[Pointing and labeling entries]
┌────────
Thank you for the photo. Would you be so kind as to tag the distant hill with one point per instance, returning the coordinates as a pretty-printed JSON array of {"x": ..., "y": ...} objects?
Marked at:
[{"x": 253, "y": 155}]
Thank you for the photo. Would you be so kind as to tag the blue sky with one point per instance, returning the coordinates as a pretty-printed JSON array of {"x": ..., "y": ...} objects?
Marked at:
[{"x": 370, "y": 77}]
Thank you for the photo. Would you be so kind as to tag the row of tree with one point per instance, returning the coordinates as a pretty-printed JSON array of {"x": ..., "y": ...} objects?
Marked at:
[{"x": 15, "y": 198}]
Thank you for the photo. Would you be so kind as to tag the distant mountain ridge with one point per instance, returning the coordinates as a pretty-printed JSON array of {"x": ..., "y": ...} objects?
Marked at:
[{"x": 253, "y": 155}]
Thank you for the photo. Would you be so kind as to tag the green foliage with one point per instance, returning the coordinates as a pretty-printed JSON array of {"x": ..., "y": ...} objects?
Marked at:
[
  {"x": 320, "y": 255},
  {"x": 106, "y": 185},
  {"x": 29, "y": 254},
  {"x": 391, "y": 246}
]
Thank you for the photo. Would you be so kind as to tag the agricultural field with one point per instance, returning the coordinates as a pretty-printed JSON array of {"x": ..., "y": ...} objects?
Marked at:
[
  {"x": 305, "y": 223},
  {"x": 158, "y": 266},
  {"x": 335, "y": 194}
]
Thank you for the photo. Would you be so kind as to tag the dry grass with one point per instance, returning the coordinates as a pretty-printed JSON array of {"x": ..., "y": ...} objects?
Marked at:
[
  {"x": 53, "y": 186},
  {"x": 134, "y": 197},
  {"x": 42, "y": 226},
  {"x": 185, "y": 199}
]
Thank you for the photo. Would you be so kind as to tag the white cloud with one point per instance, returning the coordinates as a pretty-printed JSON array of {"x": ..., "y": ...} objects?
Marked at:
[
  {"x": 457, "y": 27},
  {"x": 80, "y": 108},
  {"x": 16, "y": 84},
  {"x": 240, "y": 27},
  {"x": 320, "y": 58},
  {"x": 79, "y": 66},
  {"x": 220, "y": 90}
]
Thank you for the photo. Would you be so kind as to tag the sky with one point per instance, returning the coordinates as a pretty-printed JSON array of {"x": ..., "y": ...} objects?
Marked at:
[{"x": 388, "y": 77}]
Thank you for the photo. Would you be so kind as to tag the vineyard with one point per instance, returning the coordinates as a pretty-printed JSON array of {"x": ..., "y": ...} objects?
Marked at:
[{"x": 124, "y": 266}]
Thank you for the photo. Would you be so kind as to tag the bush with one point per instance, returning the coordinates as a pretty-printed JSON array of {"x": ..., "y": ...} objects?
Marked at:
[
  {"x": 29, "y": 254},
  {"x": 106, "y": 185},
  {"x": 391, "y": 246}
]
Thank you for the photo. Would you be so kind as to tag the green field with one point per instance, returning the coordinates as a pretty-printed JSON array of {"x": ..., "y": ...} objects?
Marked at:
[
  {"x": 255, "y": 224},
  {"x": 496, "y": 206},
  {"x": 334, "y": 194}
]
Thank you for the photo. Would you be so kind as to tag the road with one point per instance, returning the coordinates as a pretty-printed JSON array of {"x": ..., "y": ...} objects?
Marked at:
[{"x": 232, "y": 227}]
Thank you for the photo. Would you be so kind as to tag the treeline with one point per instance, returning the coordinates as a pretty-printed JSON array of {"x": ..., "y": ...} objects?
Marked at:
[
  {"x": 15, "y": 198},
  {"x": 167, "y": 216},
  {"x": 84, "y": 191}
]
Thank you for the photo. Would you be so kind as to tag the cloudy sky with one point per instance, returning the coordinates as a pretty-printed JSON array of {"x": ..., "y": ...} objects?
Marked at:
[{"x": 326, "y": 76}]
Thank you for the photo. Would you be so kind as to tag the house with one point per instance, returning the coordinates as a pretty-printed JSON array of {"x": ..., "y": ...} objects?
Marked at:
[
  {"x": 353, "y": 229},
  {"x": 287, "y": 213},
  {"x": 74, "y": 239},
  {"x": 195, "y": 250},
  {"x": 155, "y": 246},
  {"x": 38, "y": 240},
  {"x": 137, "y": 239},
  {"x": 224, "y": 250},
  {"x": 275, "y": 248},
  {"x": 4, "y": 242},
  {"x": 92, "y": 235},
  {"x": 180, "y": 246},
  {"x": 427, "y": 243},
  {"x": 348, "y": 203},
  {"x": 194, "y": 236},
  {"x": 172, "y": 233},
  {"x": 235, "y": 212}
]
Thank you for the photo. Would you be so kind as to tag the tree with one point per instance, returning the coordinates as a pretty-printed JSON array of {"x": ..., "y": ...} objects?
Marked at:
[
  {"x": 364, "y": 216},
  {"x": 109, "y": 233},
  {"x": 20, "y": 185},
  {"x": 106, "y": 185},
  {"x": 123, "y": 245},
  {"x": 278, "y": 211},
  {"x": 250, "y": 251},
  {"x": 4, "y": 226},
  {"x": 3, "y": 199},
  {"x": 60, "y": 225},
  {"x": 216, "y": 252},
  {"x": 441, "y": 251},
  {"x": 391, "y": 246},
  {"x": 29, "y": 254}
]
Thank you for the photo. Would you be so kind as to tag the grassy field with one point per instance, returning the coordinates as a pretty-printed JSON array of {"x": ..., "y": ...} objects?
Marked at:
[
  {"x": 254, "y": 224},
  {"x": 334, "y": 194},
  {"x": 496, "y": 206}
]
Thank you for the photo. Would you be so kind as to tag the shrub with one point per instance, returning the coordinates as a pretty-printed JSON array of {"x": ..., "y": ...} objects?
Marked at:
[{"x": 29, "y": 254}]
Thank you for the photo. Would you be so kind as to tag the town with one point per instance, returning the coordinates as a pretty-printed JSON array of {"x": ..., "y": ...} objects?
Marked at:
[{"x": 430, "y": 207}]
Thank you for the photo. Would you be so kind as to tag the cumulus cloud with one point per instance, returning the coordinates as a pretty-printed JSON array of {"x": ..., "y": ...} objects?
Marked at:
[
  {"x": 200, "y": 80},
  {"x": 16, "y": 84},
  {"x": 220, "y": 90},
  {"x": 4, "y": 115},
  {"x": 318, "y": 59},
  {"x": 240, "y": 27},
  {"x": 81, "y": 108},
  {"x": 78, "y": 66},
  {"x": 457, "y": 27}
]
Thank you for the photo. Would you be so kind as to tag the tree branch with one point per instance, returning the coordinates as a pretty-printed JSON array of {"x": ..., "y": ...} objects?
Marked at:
└────────
Reproduce each entry above exactly, keeping every word.

Thank you for the photo. Would you be so kind as to tag the distant hill with one point per instance, returning the coordinates as a pretty-printed JSON array of {"x": ..., "y": ...} objects?
Marked at:
[{"x": 253, "y": 155}]
Thank you for the photo. Would you be so kind as to tag the blue sky with one point per instance, returning the coordinates as a pretty-printed JSON array of {"x": ..., "y": ...} objects?
Marked at:
[{"x": 370, "y": 77}]
Thank you for the photo. Would you be so kind as to tag the row of tree with one point per instance, returning the coordinates as a pretty-printed JSON array of {"x": ..., "y": ...} objects?
Marked at:
[{"x": 15, "y": 198}]
Thank you for the photo. Would you be so kind as to tag the distant mountain ridge with one point per instance, returning the coordinates as a pretty-printed JSON array of {"x": ..., "y": ...} objects?
Marked at:
[{"x": 253, "y": 155}]
Thank you for the photo. Would you be so kind as to tag the green foliage with one point per instance, returning the coordinates as a pretty-printed JSON array of {"x": ..., "y": ...} objects?
Marked at:
[
  {"x": 320, "y": 255},
  {"x": 106, "y": 185},
  {"x": 29, "y": 254},
  {"x": 391, "y": 246}
]
Thank you for the photo. Would you be so kind as to tag the agricultural field with one point per instance, returning the coordinates as a pretty-printed JSON array of {"x": ..., "y": ...} objects?
Marked at:
[
  {"x": 305, "y": 223},
  {"x": 158, "y": 266},
  {"x": 335, "y": 194}
]
Thank you for the photo. Would you be so kind as to tag the dry grass with one point per instance, returning the coordinates as a pretty-printed JSON array of {"x": ..., "y": ...} objects?
Marked at:
[
  {"x": 53, "y": 186},
  {"x": 134, "y": 197},
  {"x": 42, "y": 226},
  {"x": 185, "y": 199}
]
Thank you for the photo. Would you be so kind as to tag the white cloud with one point per instance, returning the coordinates as a pretty-printed JSON array of {"x": ..., "y": ...} objects?
Marked at:
[
  {"x": 457, "y": 27},
  {"x": 80, "y": 108},
  {"x": 16, "y": 84},
  {"x": 240, "y": 27},
  {"x": 320, "y": 58},
  {"x": 79, "y": 66},
  {"x": 220, "y": 90}
]
Thank you for the photo. Would you be so kind as to tag the sky with one point per instance, returning the coordinates as a pretty-printed JSON array of {"x": ..., "y": ...} objects?
Marked at:
[{"x": 388, "y": 77}]
Thank you for the photo. Would you be so kind as to tag the vineyard with one point per instance, returning the coordinates as a pretty-printed JSON array of {"x": ..., "y": ...} objects?
Marked at:
[{"x": 124, "y": 266}]
Thank you for the photo. Would you be so kind as to tag the bush with one point per instance, returning the coordinates as a pretty-printed JSON array of {"x": ..., "y": ...} objects?
Marked at:
[
  {"x": 29, "y": 254},
  {"x": 106, "y": 185},
  {"x": 391, "y": 246}
]
Thank you for the photo. Would you be so kind as to tag the green field with one point per instance, returning the coordinates as a pretty-printed JSON array of {"x": ..., "y": ...} objects?
Marked at:
[
  {"x": 255, "y": 224},
  {"x": 496, "y": 206},
  {"x": 334, "y": 194}
]
Thank you for the photo. Would you be so kind as to tag the road with one point per instance, returning the coordinates as a pretty-printed JSON array of {"x": ..., "y": ...} objects?
Marked at:
[{"x": 232, "y": 227}]
Thank you for the photo. Would you be so kind as to tag the treeline with one point per instance, returning the coordinates as a pretty-printed JSON array of {"x": ..., "y": ...} objects?
Marked at:
[
  {"x": 15, "y": 198},
  {"x": 167, "y": 216},
  {"x": 84, "y": 191}
]
Thank you for the photo. Would you be so kind as to tag the cloudy sky with one point per instance, returning the coordinates as a pretty-printed JSON array of {"x": ..., "y": ...} objects?
Marked at:
[{"x": 326, "y": 76}]
Thank you for the photo. Would you be so kind as to tag the house with one point per instance, returning the coordinates as a pretty-printed JSON array of {"x": ..., "y": ...} objects?
Marked at:
[
  {"x": 353, "y": 229},
  {"x": 287, "y": 213},
  {"x": 74, "y": 239},
  {"x": 195, "y": 250},
  {"x": 155, "y": 246},
  {"x": 38, "y": 240},
  {"x": 137, "y": 239},
  {"x": 224, "y": 250},
  {"x": 275, "y": 248},
  {"x": 4, "y": 242},
  {"x": 92, "y": 235},
  {"x": 180, "y": 246},
  {"x": 427, "y": 243},
  {"x": 348, "y": 203},
  {"x": 194, "y": 236},
  {"x": 172, "y": 233},
  {"x": 235, "y": 212}
]
Thank you for the photo. Would you be so kind as to tag the tree with one point per instance, returning the coordinates as a pretty-printed JSON array of {"x": ..., "y": ...} objects?
Marked at:
[
  {"x": 364, "y": 216},
  {"x": 109, "y": 233},
  {"x": 20, "y": 185},
  {"x": 106, "y": 185},
  {"x": 123, "y": 245},
  {"x": 278, "y": 211},
  {"x": 250, "y": 251},
  {"x": 4, "y": 226},
  {"x": 3, "y": 199},
  {"x": 60, "y": 225},
  {"x": 216, "y": 252},
  {"x": 441, "y": 251},
  {"x": 391, "y": 246},
  {"x": 29, "y": 254}
]
Thank you for the photo. Would you be so kind as to tag the grassy field with one point per instance, returning the coordinates as a pretty-printed JSON array of {"x": ..., "y": ...} objects?
Marked at:
[
  {"x": 254, "y": 224},
  {"x": 334, "y": 194},
  {"x": 496, "y": 206}
]
Thank you for the photo. Would you be so kind as to tag the shrub with one point per instance, returning the coordinates as a pretty-printed JSON array of {"x": ..., "y": ...} objects?
Marked at:
[{"x": 29, "y": 254}]
Thank you for the photo. Would you be so kind as to tag the town with one point per instance, returning the coordinates as a pretty-printed JSON array of {"x": ..., "y": ...} objects?
Marked at:
[{"x": 430, "y": 207}]
Thank you for the photo. Would you be so kind as to tag the cumulus cloud with one point per instance, returning the coordinates as a pretty-printed JSON array of {"x": ..., "y": ...} objects?
Marked at:
[
  {"x": 200, "y": 80},
  {"x": 16, "y": 84},
  {"x": 220, "y": 90},
  {"x": 4, "y": 115},
  {"x": 318, "y": 59},
  {"x": 240, "y": 27},
  {"x": 81, "y": 108},
  {"x": 78, "y": 66},
  {"x": 457, "y": 27}
]
Thank you for the photo. Would you be so kind as to tag the tree branch with one point per instance, returning the coordinates as a pretty-printed JSON array of {"x": ..., "y": ...} objects?
Marked at:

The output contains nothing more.